[Pointing and labeling entries]
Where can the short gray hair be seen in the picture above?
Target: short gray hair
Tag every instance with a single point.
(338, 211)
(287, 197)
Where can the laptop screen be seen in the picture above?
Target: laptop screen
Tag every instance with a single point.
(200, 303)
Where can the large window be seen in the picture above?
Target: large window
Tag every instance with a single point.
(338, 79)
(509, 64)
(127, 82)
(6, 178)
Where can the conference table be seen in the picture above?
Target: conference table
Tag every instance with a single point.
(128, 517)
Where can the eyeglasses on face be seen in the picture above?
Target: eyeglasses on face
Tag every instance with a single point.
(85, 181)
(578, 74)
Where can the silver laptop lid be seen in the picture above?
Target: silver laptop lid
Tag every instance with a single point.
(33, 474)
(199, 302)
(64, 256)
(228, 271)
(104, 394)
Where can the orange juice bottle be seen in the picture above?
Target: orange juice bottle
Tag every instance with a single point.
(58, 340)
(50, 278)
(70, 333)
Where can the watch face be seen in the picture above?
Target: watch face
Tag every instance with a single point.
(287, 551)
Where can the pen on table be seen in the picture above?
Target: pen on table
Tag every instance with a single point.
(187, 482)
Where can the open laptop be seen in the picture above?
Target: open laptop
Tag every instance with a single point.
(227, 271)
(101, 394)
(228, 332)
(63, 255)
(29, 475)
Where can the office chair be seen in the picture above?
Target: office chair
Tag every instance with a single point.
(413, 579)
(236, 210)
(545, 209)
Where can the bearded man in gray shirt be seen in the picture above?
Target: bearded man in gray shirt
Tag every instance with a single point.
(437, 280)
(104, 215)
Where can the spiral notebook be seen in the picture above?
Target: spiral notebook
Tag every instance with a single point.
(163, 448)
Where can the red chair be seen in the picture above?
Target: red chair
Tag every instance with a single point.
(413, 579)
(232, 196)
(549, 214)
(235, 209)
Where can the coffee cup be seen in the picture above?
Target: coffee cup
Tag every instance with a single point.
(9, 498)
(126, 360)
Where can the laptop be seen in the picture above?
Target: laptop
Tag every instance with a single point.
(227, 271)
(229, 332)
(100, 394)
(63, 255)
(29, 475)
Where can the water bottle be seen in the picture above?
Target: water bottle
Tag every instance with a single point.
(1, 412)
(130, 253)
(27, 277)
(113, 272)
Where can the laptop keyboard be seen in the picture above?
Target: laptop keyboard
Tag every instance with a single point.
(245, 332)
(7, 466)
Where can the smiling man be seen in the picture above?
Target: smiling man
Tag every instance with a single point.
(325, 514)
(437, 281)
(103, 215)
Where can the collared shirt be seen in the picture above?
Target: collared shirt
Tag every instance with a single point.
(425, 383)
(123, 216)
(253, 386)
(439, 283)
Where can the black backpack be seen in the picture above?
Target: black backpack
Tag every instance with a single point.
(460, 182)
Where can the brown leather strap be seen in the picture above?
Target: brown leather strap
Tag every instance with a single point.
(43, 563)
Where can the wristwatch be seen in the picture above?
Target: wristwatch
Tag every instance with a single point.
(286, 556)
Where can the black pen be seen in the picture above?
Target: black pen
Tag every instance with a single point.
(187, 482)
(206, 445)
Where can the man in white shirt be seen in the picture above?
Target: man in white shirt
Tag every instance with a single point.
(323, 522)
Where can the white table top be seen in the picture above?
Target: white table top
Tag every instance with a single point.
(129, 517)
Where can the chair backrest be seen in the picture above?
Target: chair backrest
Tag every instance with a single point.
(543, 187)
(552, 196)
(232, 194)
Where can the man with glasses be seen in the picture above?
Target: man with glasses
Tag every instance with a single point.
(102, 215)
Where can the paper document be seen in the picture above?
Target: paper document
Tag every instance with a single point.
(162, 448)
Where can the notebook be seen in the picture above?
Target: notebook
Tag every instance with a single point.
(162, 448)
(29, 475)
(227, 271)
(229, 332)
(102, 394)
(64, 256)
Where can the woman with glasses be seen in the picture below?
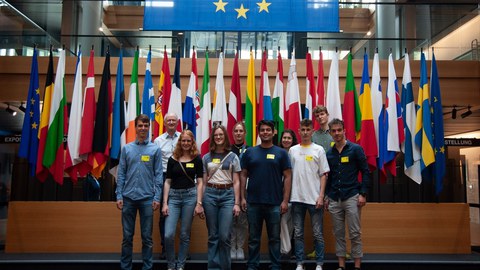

- Directions:
Count the lines in the rows above that contain the string "office", treating uppercase and lowercase as different. Reply with the number only.

- Expected output:
2